- PROBLEM STATEMENT
What's needed is a full, exact retyping of the records.

Data entries:
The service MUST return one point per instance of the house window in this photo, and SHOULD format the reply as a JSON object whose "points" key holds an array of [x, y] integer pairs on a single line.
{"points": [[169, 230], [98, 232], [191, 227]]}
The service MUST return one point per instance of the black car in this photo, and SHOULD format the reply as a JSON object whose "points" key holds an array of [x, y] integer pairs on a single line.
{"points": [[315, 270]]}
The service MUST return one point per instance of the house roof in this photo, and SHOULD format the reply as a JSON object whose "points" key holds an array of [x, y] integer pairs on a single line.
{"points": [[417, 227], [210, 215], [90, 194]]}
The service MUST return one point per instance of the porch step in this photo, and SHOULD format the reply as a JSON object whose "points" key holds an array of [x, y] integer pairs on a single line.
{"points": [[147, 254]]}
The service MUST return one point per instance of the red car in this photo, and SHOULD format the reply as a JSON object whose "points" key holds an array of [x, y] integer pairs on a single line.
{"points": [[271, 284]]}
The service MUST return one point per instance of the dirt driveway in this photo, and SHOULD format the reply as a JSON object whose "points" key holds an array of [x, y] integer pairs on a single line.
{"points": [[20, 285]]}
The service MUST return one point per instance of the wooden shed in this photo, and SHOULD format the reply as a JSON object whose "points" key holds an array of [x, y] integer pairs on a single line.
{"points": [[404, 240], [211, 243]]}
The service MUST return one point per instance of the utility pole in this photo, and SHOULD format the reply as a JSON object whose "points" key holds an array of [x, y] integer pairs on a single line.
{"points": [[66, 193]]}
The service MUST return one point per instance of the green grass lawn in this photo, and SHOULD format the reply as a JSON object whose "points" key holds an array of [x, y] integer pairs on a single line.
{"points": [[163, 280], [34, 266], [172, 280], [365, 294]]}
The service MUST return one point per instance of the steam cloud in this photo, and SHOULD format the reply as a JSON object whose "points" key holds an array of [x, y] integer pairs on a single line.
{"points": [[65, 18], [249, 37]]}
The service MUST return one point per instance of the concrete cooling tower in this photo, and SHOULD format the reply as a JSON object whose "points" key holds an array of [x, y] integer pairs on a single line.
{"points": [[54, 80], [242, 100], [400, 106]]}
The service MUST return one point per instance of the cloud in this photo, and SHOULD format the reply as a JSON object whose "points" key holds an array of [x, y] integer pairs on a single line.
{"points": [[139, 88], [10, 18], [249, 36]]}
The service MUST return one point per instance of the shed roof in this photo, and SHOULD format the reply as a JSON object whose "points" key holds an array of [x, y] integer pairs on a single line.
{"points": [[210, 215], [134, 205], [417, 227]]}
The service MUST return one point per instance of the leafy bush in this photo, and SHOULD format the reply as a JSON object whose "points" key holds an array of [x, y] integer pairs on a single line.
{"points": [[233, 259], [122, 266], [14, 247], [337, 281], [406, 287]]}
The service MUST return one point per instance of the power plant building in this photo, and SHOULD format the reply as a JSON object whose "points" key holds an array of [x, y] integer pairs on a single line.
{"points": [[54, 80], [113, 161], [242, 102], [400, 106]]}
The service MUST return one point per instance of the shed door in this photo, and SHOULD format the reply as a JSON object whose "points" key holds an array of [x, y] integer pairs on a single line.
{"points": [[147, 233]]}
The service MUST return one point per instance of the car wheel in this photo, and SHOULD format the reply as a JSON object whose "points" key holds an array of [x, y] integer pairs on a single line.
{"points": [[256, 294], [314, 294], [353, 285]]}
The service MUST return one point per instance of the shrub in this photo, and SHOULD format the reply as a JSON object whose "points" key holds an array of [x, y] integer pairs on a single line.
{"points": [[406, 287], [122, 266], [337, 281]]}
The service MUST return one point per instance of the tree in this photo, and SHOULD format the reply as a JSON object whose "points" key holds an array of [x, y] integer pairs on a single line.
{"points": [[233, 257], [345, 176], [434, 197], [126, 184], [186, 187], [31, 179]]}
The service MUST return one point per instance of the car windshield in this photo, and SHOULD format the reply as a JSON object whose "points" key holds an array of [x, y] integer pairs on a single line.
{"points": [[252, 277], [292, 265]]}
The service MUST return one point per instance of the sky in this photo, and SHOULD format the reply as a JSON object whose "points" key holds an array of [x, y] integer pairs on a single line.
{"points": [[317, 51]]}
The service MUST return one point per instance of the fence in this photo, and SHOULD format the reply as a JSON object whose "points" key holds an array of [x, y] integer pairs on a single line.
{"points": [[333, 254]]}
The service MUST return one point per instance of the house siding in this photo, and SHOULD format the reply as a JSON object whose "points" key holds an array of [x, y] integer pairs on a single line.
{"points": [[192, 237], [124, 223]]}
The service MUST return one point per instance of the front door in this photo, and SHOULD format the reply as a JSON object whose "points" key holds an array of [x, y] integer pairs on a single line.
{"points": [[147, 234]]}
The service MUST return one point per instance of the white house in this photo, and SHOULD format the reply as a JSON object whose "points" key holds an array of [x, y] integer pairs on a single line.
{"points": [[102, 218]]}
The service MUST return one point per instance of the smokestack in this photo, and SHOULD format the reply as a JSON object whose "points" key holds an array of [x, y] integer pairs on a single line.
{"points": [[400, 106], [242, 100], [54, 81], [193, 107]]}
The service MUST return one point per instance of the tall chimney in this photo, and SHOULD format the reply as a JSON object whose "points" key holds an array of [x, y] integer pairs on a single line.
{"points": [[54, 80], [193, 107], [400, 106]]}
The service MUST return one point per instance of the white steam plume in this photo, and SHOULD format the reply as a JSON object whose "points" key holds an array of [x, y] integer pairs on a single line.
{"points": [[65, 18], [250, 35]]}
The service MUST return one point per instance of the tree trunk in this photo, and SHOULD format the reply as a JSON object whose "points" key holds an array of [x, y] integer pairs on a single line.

- OUTPUT OF THE EXERCISE
The service MUST return one point per instance of the house window in this photo, and SHOULD format the reply as a JSON object whose "points" key holds an array of [x, y] integer pairs on a single line.
{"points": [[169, 230], [98, 232], [191, 227]]}
The service MUST return one point per instance of the black car in this photo, and SHOULD format the reply as a JSON object whose "points" key holds an array of [x, y] integer pairs on a single line.
{"points": [[315, 270]]}
The service MUST return one point per instance of the house roof in this photo, and SHOULD format the reply as a JSON object whose "points" key holds an array of [x, y] integer pairs on a single line.
{"points": [[417, 227], [210, 215], [90, 194]]}
The service MUST return one point per instance of the porch step in this photo, and SHOULD format the reply as a JSON object whose "points" key holds an array of [x, y] integer pairs on a single line.
{"points": [[147, 254]]}
The service MUST return one point per instance of the red car in this photo, and SHOULD format the reply as a JSON object whose "points" key holds an array of [x, y] integer pairs on a single line.
{"points": [[271, 284]]}
The service MUST return one point per instance of the dirt driveway in this photo, and SHOULD format the reply as a JSON object whose "points" key holds an array of [x, y] integer pairs on a single line.
{"points": [[20, 285]]}
The service MUST return one point per instance of the wooden shed in this photo, and SHOULD format the reply as a JSON object whose "points" key holds an array of [x, y] integer pairs on a single line.
{"points": [[404, 240], [211, 243]]}
The service MUST return one point per instance of the utility pole in this photo, and SHOULD format the reply as a JSON object whose "points" key holds an array of [x, y] integer pairs on a single line.
{"points": [[66, 193]]}
The service MUST return one point per instance of the green grass lawn in this photo, and SHOULD format the reply as a JSON object whose "points" key holds an array of [x, y] integer pairs on a single line.
{"points": [[163, 280], [34, 266], [172, 280], [365, 294]]}
The service MUST return one point per instance of the steam cloud in this photo, and SHOULD format the reply as a JSON object whose "points" key holds an array of [x, y] integer pairs on a single line.
{"points": [[65, 18], [249, 37]]}
The service MUST return one point per instance of the concrete cooling tower in this photo, and SHOULD format the reply as a JSON object whose "points" key holds an array of [x, y] integer pairs on a single line.
{"points": [[54, 80], [242, 100], [400, 106]]}
The service MUST return one point per instance of the cloud in this photo, and SHOULD format the reply as a JSON object whose "points" key holds an array of [x, y] integer pairs on a single line.
{"points": [[139, 88], [10, 18], [249, 36]]}
The service MUST return one point per instance of the shed roof in this photo, and SHOULD format the reply as a JSON object whose "points" key holds an array of [x, y] integer pairs on a single line.
{"points": [[210, 215], [134, 205], [417, 227]]}
The service MUST return one point per instance of the leafy bush in this photo, and SHOULD format the reply as a JSON object whose "points" key holds an array of [x, y] integer pairs on a single line.
{"points": [[233, 259], [122, 266], [14, 247], [337, 281], [406, 287]]}
The service MUST return one point per instance of the power plant building in this photo, and SHOULD format the reply as a JSON object whose "points" key holds an array of [x, y] integer pairs on a single line.
{"points": [[54, 80], [113, 161], [242, 102], [400, 106]]}
The service MUST return one point per instance of the shed door in this photo, and SHOULD format the reply as a JSON object whose "points" key holds an array of [x, y] integer pairs on a single line.
{"points": [[147, 233]]}
The service MUST return one point per instance of the car wheel in this photo, and SHOULD format the reply as a JSON object whose "points" key holds an array of [x, y] integer pairs on a single line.
{"points": [[256, 294], [314, 294], [353, 285]]}
The service MUST return one point per instance of the shrub in this photo, and SHOULD format the reply as a JSON object whose "points" key holds an array of [x, y] integer pairs on a single line.
{"points": [[406, 287], [122, 266], [337, 281]]}
The service MUST return one point per instance of the tree in this photo, and SHOULD format the reply as a JSON object whose "points" key holds an array of [x, y] integer pairs on a single line.
{"points": [[233, 257], [345, 176], [434, 197], [126, 184], [186, 187], [31, 179]]}
The service MUST return one point per instance of the car windshield in this photo, and SHOULD format the reply as a JSON object whose "points" key holds an array of [x, y] integer pairs on a single line.
{"points": [[252, 277], [292, 265]]}
The service MUST return one point per instance of the sky in this photo, and SHOULD format the reply as a JSON object whose "points" key holds an array of [x, y] integer pairs on a single line.
{"points": [[317, 51]]}
The service MUST return one point per instance of the fence in this photo, and SHOULD format the reply as a JSON object whose "points" key holds an array of [x, y] integer pairs on a single line.
{"points": [[333, 254]]}
The service MUST return one point per instance of the house siding in this photo, and SHOULD format the reply as a JSON object whose "points" key holds an array of [x, y] integer pairs on a single line.
{"points": [[192, 237], [124, 223]]}
The service MUST return one point per instance of the front door in this photo, and SHOULD format the reply as a JSON object whose "points" key holds an array of [x, y] integer pairs on a single line.
{"points": [[147, 234]]}
The service MUST return one point per instance of the white house in this photo, and SHOULD format the reply as a JSON object whose "points" key holds an array of [x, y] integer pairs on a single line.
{"points": [[102, 218]]}
The service MUST return one point per instance of the smokestack in this photo, and SHOULD format the reply as a JSON object whose "points" key holds an array of [x, y] integer pairs on a single line.
{"points": [[400, 106], [242, 100], [54, 81], [193, 107]]}
The service MUST return one point per instance of the tall chimney in this photo, and SHOULD format the reply as a JSON object whose "points" key holds an array of [x, y] integer pairs on a single line.
{"points": [[54, 80], [193, 107], [400, 106]]}
The service MUST return one point per instance of the white steam plume in this photo, and SHOULD format the reply as a JSON object whose "points" key holds an array of [x, y] integer pairs on a single line.
{"points": [[65, 18], [250, 35]]}
The service MUST return one point per instance of the tree trunk in this photo, and SHOULD format the reply as a JSON object whose "points" key holds an array of [x, y] integer pairs on a single line.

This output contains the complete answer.